(Beginning of Document section)
Keywords: asthma, immunity, innate, macrophage activation, mesenchymal stem cells


Asthma, characterized by airway hyperresponsiveness (AHR) and airway remodeling, is denoted as a prototypical T helper type 2 (Th2) inflammation, which usually shows a good response to inhaled corticosteroids (ICS) (Bosnjak et al., 2011). However, severe asthma is sometimes refractory to high doses of ICS, therefore alternative approaches may be required to reduce inflammation and improve corticosteroid response (Carr and Szefler, 2016).
(End of Document section)
Tasks to complete:
A: Reproduce the asthma passage from "Asthma, characterized by" to "and Szefler, 2016)." without altering any wording or punctuation.
B: Answer the following from the asthma passage:
(i) Which type of stem cells appears among the keywords?
(ii) Which two features characterize asthma?
(iii) To what is severe asthma sometimes refractory?
(Beginning of Record extracts)
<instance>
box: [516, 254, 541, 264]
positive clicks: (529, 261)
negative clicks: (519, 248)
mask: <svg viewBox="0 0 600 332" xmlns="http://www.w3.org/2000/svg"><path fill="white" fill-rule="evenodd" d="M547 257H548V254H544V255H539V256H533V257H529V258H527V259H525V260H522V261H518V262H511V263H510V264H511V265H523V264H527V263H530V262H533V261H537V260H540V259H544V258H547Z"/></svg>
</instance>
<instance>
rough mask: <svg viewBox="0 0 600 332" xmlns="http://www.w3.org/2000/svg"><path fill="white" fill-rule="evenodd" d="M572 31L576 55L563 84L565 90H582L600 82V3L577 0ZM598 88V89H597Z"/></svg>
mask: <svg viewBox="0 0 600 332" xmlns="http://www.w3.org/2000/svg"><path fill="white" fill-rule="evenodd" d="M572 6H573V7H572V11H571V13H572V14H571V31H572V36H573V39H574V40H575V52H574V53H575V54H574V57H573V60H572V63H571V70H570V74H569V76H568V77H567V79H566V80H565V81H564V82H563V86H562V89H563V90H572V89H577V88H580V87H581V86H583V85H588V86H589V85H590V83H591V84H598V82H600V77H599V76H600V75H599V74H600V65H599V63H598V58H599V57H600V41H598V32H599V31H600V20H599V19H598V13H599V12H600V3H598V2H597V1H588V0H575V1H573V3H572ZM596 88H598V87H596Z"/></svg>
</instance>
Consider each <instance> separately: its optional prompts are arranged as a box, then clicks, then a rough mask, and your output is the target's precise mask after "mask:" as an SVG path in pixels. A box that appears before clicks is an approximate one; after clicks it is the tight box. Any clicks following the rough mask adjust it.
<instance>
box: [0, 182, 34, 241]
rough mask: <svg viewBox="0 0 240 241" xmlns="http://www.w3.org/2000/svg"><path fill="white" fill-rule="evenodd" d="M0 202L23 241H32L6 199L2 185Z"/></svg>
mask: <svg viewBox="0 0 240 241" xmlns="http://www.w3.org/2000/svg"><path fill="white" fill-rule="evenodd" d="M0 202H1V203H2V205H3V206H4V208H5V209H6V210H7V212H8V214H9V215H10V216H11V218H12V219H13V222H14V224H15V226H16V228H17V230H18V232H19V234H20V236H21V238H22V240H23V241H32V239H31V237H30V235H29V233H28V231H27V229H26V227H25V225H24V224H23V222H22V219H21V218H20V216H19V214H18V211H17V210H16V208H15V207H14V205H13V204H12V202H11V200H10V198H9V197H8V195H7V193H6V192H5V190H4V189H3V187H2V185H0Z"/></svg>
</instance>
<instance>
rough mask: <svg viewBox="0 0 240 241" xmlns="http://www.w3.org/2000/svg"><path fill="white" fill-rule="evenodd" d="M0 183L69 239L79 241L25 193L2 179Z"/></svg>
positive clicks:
(End of Record extracts)
Outputs for the tasks:
A:
Asthma, characterized by airway hyperresponsiveness (AHR) and airway remodeling, is denoted as a prototypical T helper type 2 (Th2) inflammation, which usually shows a good response to inhaled corticosteroids (ICS) (Bosnjak et al., 2011). However, severe asthma is sometimes refractory to high doses of ICS, therefore alternative approaches may be required to reduce inflammation and improve corticosteroid response (Carr and Szefler, 2016).

B:
(i) Mesenchymal stem cells.
(ii) Airway hyperresponsiveness (AHR) and airway remodeling.
(iii) High doses of inhaled corticosteroids (ICS).